▽
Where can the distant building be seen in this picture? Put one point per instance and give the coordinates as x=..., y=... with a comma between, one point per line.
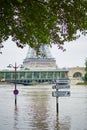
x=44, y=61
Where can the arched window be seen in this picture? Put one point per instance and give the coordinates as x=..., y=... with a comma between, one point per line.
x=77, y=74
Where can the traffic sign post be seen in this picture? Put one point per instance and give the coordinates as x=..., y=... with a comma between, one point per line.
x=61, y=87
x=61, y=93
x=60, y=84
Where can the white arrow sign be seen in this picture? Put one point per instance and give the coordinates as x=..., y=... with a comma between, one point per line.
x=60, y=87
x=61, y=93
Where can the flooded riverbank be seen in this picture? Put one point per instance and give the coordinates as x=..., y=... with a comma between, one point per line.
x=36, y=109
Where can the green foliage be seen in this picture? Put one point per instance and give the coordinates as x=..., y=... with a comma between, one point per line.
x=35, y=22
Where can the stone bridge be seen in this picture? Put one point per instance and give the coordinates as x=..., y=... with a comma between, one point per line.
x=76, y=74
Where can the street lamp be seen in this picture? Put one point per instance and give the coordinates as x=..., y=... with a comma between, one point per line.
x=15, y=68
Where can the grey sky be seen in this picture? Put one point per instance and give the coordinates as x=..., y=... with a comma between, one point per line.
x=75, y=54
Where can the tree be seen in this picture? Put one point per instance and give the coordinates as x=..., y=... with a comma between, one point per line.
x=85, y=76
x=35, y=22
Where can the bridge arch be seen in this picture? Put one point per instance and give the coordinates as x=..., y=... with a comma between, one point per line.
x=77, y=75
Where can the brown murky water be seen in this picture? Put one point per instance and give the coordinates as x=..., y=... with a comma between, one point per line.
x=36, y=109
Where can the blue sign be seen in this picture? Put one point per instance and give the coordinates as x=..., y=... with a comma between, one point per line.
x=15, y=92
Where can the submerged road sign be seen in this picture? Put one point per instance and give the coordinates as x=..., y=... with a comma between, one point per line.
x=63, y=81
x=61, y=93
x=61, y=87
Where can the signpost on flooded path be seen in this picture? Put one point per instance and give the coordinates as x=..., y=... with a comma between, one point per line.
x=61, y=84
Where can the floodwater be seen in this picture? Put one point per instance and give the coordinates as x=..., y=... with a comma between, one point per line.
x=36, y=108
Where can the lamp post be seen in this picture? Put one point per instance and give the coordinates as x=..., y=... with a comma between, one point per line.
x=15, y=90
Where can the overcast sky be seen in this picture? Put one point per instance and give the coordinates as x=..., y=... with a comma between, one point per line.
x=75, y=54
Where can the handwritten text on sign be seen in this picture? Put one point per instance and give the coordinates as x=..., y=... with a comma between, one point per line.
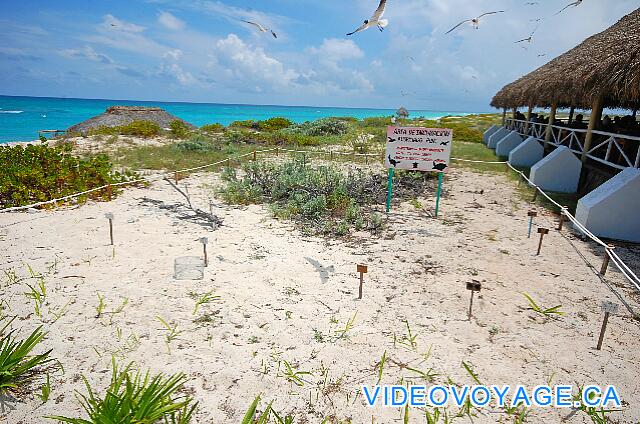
△
* [WHAT THE TASK REQUIRES] Return every record above word for word, from the first line to the last, but leave the pictures out.

* [WORKED SOLUTION]
Where can the distant building be seen in this picture? Put one point per instance and give the coordinates as x=..., y=... with a comma between, one point per line.
x=44, y=61
Where can the arched window be seen in this picture? Put one point per instance and give the coordinates as x=..., y=... with a comma between, one point per line.
x=77, y=74
Where can the traffic sign post be seen in this picture? Put one point per instance and give the coordinates as x=..., y=... with a comma between, one point per line.
x=61, y=87
x=61, y=93
x=60, y=84
Where can the white arrow sign be seen in this picture? Put one point per instance and give the coordinates as x=..., y=... with a comma between, one point per line.
x=60, y=87
x=61, y=93
Where can the flooded riverbank be seen in this picture? Put one point per instance and give the coordinates as x=..., y=... with a comma between, one point per line.
x=36, y=109
Where can the green foliage be seen in this picture? Put one point per instance and give the coordinates as x=..., y=... with a comma between, one point per line.
x=35, y=22
Where can the stone bridge be seen in this picture? Put one point per instance and give the coordinates as x=..., y=... with a comma between, one point per line.
x=76, y=74
Where can the street lamp be seen in this picture? Put one point per instance and give the coordinates as x=..., y=... with a comma between, one point per line.
x=15, y=68
Where can the grey sky be seen in this picture? Put one point per instance and give the coordinates as x=..., y=... with a comma between, one point per line.
x=75, y=54
Where can the tree be seen in this picture? Put one point per instance and give the coordinates as x=..., y=... with a comma between, one point per line.
x=85, y=76
x=35, y=22
Where can the bridge arch be seen in this picture? Put one point per instance and give the coordinates as x=..., y=... with a comma between, one point per line.
x=77, y=75
Where can the brown murky water be seen in this picture? Put one point per instance and give the coordinates as x=..., y=... with a comma between, one point per line.
x=36, y=109
Where can the blue sign be seen in this picture? Put one point per instance and give the coordinates as x=..., y=... with a comma between, one point per line.
x=15, y=92
Where can the submerged road sign be seen in this picture? Put one point per instance and give the coordinates as x=..., y=... with a comma between, one point per line.
x=63, y=81
x=61, y=93
x=61, y=87
Where can the signpost on flooded path be seen in this picture? Put one point per instance and give the coordinates as x=..., y=... with a comma between, one point per line.
x=61, y=84
Where can the floodwater be seen in this picture? Put one point per instance and give the coordinates as x=..., y=... with a comma between, one point per line.
x=36, y=108
Where can the lamp post be seen in this picture? Put one point per instance and give the coordinates as x=..., y=... with a comma between, one point per line.
x=15, y=90
Where can the overcast sky be seen in this picture? Put one point per instance and give the coordinates as x=..., y=... with a comma between, one point per line.
x=75, y=54
Where can the handwritten text on sign be seen in this picture? Put one point per instance and give the coordinates as x=..., y=... with a comma between, one point per line.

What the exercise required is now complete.